• ACTION ITEM: Return verbatim the portion of the material below that starts at the line containing "Note: mark the front" and ends at its last line.

• SOURCE DATA:
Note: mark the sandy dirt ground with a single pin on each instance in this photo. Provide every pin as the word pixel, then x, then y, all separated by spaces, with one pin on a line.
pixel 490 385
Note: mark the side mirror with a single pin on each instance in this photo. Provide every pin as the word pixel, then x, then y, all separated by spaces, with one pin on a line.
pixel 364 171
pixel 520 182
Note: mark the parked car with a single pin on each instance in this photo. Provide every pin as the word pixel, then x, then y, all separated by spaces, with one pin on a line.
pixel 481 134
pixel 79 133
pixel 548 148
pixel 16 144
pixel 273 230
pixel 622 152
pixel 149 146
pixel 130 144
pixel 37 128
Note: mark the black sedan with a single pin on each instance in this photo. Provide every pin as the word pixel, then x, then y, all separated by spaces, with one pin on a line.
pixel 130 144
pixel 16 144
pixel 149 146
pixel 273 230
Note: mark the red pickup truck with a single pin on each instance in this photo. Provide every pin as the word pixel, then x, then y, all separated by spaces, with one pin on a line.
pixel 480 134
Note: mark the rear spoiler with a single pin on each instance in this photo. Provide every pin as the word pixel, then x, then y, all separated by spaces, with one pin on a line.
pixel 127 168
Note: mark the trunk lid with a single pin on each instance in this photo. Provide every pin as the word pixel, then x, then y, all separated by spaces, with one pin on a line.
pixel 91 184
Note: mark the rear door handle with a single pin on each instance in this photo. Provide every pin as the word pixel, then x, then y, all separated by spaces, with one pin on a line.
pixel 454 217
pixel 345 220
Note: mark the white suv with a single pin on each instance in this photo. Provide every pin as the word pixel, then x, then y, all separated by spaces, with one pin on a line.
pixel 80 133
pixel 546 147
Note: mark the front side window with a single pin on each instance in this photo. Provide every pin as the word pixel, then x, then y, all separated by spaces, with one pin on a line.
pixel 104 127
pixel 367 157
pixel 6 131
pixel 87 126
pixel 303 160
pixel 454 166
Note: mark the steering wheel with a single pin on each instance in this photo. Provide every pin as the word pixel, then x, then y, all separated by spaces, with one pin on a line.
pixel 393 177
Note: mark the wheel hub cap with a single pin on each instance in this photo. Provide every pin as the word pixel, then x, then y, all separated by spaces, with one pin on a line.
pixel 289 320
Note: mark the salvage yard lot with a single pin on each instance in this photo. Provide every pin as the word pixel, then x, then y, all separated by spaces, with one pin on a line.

• TASK SOLUTION:
Note: mark the front side window with a single pin on each instance in this photo. Provide every pin as the word pixel, then x, then y, all separated by spaces, with one pin on a line.
pixel 104 127
pixel 367 157
pixel 6 131
pixel 87 126
pixel 303 160
pixel 454 166
Note: mark the steering wheel with a single pin on each instance in this photo. Provide every pin as the word pixel, then x, then y, all separated by spaces, with one pin on a line.
pixel 393 177
Note: mark the wheel hub cap with a single pin on each instance in this photo. Provide every pin as the word pixel, then x, then y, all separated by spaces, with one pin on a line.
pixel 289 320
Note: mark the salvage yard lot with a single pin on each instance in this photo. Provide every pin as the word pixel, then x, then y, all separated by spaces, with one pin on a line.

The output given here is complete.